# Description of the task:
Please copy the listing below word for word, leaving the pictures out of your answer.

======== Excerpted data

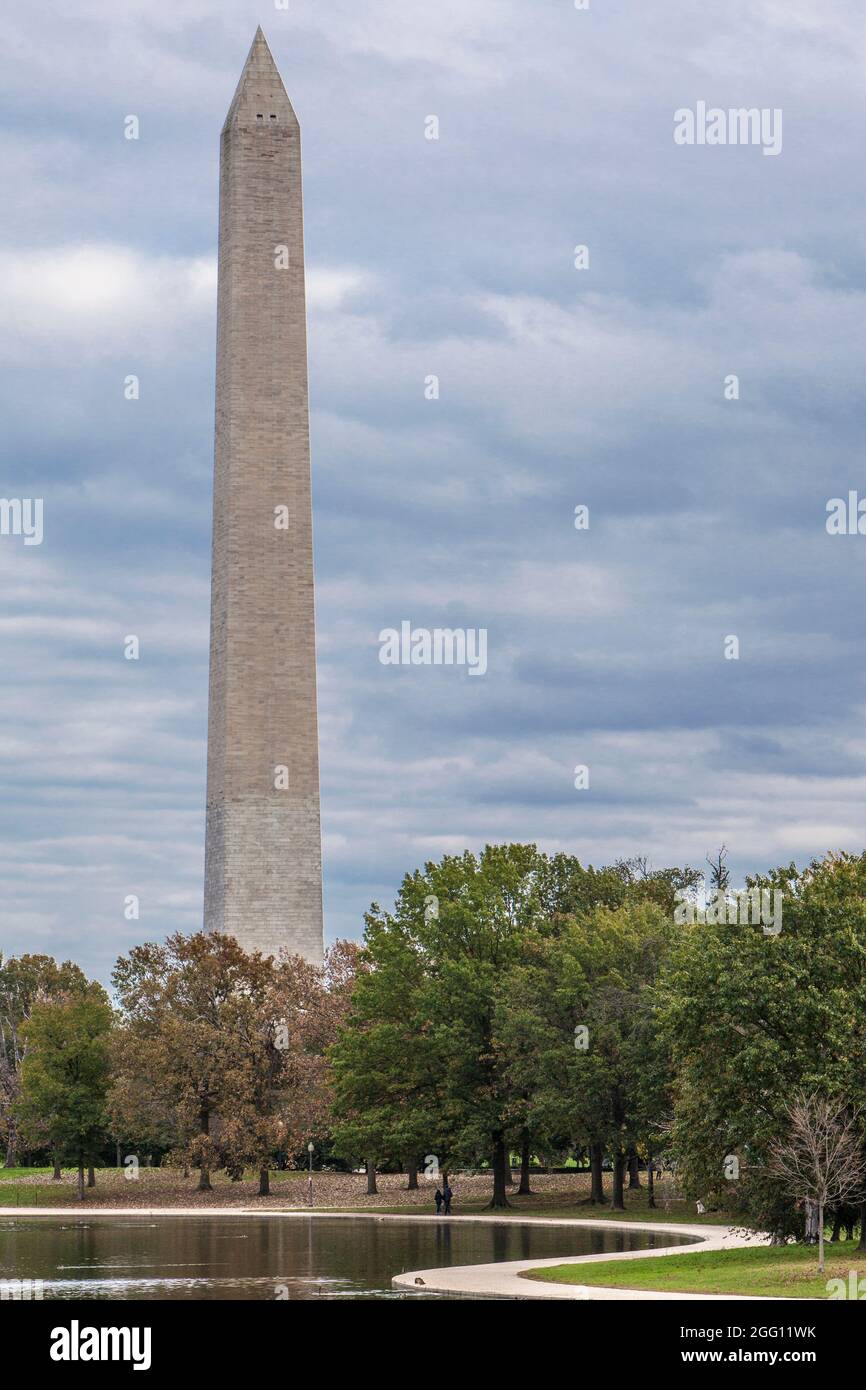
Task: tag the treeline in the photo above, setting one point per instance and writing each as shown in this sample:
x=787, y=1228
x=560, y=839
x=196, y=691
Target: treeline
x=510, y=1002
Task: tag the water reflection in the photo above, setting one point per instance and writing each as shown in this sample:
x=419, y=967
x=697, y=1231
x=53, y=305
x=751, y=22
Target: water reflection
x=271, y=1257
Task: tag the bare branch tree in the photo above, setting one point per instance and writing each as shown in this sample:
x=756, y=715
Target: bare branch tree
x=720, y=875
x=822, y=1158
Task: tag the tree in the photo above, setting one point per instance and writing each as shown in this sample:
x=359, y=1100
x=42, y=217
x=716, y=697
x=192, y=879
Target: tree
x=577, y=1023
x=230, y=1044
x=22, y=982
x=754, y=1018
x=820, y=1158
x=64, y=1075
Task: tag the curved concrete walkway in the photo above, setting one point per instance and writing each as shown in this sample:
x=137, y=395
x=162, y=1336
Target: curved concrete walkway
x=496, y=1280
x=503, y=1280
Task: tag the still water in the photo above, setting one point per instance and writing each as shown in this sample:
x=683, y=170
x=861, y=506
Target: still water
x=271, y=1257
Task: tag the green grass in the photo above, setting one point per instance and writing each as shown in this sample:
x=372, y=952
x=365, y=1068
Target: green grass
x=556, y=1208
x=769, y=1271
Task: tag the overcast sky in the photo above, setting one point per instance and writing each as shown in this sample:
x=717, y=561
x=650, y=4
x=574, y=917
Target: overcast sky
x=559, y=387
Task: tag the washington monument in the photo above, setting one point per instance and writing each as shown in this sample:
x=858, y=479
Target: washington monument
x=263, y=844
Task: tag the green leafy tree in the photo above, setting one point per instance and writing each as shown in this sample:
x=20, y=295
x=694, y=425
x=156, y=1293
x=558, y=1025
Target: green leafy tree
x=755, y=1018
x=64, y=1075
x=24, y=980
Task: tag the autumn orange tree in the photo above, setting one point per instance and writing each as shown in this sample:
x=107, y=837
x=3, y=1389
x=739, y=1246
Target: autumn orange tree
x=228, y=1045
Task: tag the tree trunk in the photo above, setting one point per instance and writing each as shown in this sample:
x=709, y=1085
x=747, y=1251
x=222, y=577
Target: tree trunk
x=205, y=1184
x=499, y=1173
x=597, y=1193
x=634, y=1169
x=524, y=1190
x=619, y=1175
x=820, y=1237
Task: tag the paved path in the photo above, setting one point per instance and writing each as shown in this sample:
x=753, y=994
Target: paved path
x=498, y=1280
x=503, y=1280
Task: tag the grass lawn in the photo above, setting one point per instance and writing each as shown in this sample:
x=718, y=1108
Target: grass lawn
x=560, y=1197
x=773, y=1271
x=552, y=1207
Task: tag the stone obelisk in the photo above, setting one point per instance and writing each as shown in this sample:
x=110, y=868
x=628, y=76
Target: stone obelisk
x=263, y=845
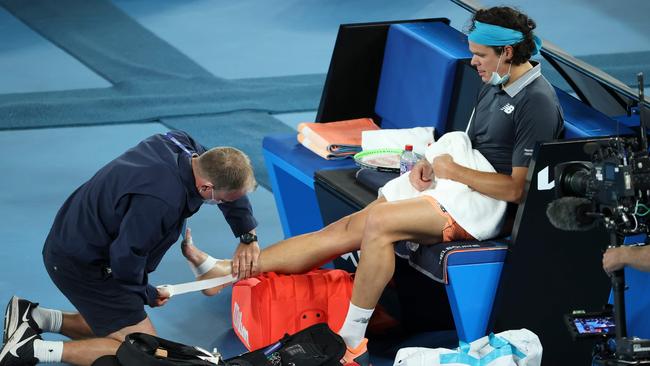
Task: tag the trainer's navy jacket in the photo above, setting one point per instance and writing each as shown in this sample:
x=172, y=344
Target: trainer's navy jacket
x=133, y=209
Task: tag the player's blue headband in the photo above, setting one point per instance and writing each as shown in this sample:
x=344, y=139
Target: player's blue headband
x=494, y=35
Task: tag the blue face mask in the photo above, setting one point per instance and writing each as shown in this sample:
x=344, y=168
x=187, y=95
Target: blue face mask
x=497, y=79
x=212, y=201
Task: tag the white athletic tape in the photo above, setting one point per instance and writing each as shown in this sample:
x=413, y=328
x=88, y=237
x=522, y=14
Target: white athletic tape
x=183, y=288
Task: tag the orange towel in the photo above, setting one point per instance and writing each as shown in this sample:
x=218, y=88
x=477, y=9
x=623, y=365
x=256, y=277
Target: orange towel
x=334, y=140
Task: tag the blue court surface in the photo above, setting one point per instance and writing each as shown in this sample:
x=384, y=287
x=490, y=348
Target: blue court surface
x=229, y=72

================

# Response:
Task: tag the treeline in the photo above, setting one point per instance and writing each as shown in this sample:
x=787, y=1228
x=560, y=839
x=196, y=691
Target: treeline
x=510, y=1002
Task: tag the water reflection in the photo above, setting one point per instance and writing each as shown in this sample:
x=419, y=967
x=697, y=1231
x=53, y=305
x=751, y=22
Target: water reflection
x=271, y=1257
Task: tag the bare branch tree in the photo above, setting one point per instance and writing each as shown in this sample:
x=756, y=715
Target: bare branch tree
x=720, y=875
x=822, y=1158
Task: tag the tree in the photo above, setting one point per instance and writing each as shown in this sample:
x=359, y=1100
x=42, y=217
x=716, y=697
x=192, y=879
Target: tree
x=577, y=1023
x=230, y=1044
x=22, y=982
x=754, y=1018
x=820, y=1158
x=64, y=1075
Task: tag the curved concrete walkway in the photo above, setting one point per instance and writing each as shown in this sample:
x=137, y=395
x=162, y=1336
Target: curved concrete walkway
x=496, y=1280
x=503, y=1280
Task: tag the still water in the photo above, setting one point per instance and writing each as shown in this sample:
x=683, y=170
x=861, y=506
Target: still water
x=271, y=1257
Task: tag the green grass in the photo above, setting one point per instance and writing each as shown in this sample:
x=372, y=952
x=365, y=1068
Target: green grass
x=556, y=1208
x=769, y=1271
Task: tag the overcast sky in the photo above, setting one point per instance and writing each as shown in this sample:
x=717, y=561
x=650, y=4
x=574, y=917
Target: overcast sky
x=559, y=387
Task: tag the washington monument in the photo above, setting one point per instance and writing each as shown in this sample:
x=858, y=479
Target: washington monument
x=263, y=844
Task: tag the green leafy tree in the photo above, setting one point per instance and writing each as shown in this sample:
x=20, y=295
x=694, y=425
x=156, y=1293
x=558, y=1025
Target: green leafy tree
x=755, y=1018
x=64, y=1075
x=24, y=980
Task: tag the autumn orange tree in the photo above, setting one point per instance and writing each as shown in this sample:
x=107, y=837
x=3, y=1389
x=739, y=1246
Target: autumn orange tree
x=228, y=1045
Task: tag the tree trunk in the photo above, setting one point per instance and writing each as shown in this sample:
x=709, y=1085
x=747, y=1251
x=222, y=577
Target: tree trunk
x=205, y=1184
x=499, y=1173
x=597, y=1193
x=634, y=1169
x=524, y=1190
x=619, y=1175
x=820, y=1237
Task: tag the paved path in the photo above, setting one point per instance and writing each as shown in this sample:
x=753, y=994
Target: paved path
x=498, y=1280
x=503, y=1280
Task: tag the grass lawn in the photo above, setting one point per instance and writing each as shown in this sample:
x=718, y=1108
Target: grass lawn
x=560, y=1197
x=773, y=1271
x=552, y=1207
Task: tag the stone obelisk in the photo above, setting one point per instance and writing each as shown in this sample:
x=110, y=868
x=628, y=76
Target: stone obelisk
x=263, y=845
Task: tag the trainer's navy jacket in the photo above, setting one point per instance and writing each as shown in this sample:
x=172, y=344
Target: trainer's navy jacket
x=133, y=209
Task: tag the player's blue headband in the photo above, setting one point per instance and writing each as shown in this sample:
x=344, y=139
Target: player's blue headband
x=494, y=35
Task: tag the blue face mask in the photo above, setting one point per instance and writing each as shown in this sample:
x=344, y=168
x=187, y=95
Target: blue face mask
x=497, y=79
x=212, y=201
Task: tag the white athletic tape in the photo above, setting one point per instance and writing each as shown in this sample:
x=413, y=328
x=88, y=237
x=522, y=14
Target: white athletic tape
x=183, y=288
Task: tag the orange towel in the photo above, setting one point per instance and writing each as shown in this sample:
x=218, y=88
x=477, y=9
x=623, y=365
x=256, y=277
Target: orange towel
x=334, y=140
Task: tag the blue court surface in the photo above, setting one point per instance and writing each as shown in this sample:
x=384, y=287
x=490, y=348
Target: blue court surface
x=229, y=72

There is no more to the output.